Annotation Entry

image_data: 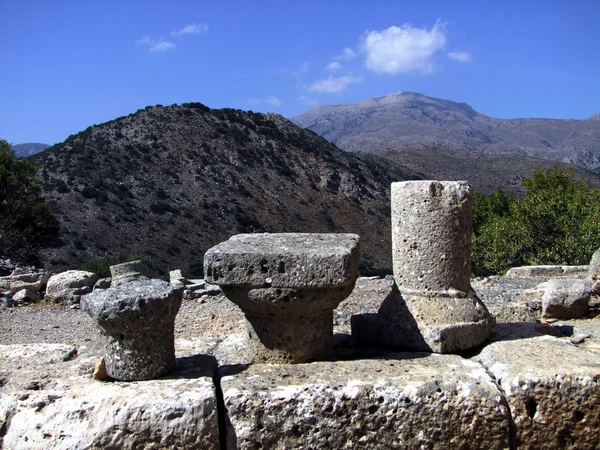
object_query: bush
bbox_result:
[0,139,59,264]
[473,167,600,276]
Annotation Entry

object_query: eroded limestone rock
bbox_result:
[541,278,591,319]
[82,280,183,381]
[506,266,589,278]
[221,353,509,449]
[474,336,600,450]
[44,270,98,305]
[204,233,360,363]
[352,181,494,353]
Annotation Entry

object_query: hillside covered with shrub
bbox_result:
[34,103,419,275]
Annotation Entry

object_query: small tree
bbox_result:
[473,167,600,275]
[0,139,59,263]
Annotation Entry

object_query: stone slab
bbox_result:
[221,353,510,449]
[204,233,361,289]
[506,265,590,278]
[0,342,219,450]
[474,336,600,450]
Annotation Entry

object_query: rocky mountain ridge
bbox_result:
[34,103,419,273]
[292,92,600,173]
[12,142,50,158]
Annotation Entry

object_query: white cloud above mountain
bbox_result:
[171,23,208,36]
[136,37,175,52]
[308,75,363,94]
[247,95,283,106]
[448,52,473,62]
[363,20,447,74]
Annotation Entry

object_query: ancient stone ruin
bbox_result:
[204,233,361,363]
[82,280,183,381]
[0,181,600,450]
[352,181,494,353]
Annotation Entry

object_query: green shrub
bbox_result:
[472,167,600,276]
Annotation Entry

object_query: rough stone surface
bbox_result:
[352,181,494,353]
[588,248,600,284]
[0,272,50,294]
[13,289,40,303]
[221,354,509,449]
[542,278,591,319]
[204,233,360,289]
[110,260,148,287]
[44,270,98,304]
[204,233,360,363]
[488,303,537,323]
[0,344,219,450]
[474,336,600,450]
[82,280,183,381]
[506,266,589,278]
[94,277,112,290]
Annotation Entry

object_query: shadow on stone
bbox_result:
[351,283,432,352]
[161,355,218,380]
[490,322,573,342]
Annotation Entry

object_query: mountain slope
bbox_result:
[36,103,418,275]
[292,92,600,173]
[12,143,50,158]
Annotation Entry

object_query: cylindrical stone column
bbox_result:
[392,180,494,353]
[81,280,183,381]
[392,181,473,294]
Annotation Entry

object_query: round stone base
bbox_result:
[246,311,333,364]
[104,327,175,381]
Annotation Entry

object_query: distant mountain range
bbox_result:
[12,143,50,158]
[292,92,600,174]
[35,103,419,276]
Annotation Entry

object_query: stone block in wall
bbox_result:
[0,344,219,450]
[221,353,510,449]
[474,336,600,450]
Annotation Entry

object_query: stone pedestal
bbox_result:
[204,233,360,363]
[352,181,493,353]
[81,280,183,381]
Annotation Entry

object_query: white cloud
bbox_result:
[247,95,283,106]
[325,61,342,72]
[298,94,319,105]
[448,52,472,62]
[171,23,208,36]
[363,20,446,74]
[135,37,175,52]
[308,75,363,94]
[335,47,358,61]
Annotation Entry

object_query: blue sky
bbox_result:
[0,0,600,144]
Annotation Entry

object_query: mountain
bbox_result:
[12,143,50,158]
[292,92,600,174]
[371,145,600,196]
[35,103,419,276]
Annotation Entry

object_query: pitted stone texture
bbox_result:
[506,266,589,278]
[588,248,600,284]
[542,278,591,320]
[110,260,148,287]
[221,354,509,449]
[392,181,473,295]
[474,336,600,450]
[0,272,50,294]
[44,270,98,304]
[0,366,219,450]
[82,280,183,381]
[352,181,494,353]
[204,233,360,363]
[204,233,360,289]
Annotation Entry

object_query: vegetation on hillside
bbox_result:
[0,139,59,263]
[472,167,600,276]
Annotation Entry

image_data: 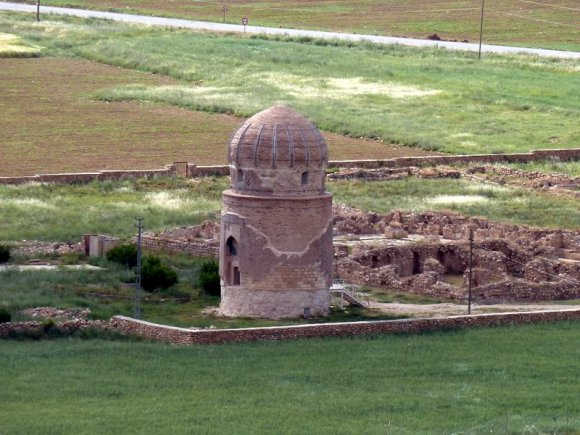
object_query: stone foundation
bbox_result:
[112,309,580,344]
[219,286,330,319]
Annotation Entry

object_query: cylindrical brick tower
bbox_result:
============================================================
How many lines in the records contain the string "mountain", matching case exactly? Reply with the number alone.

5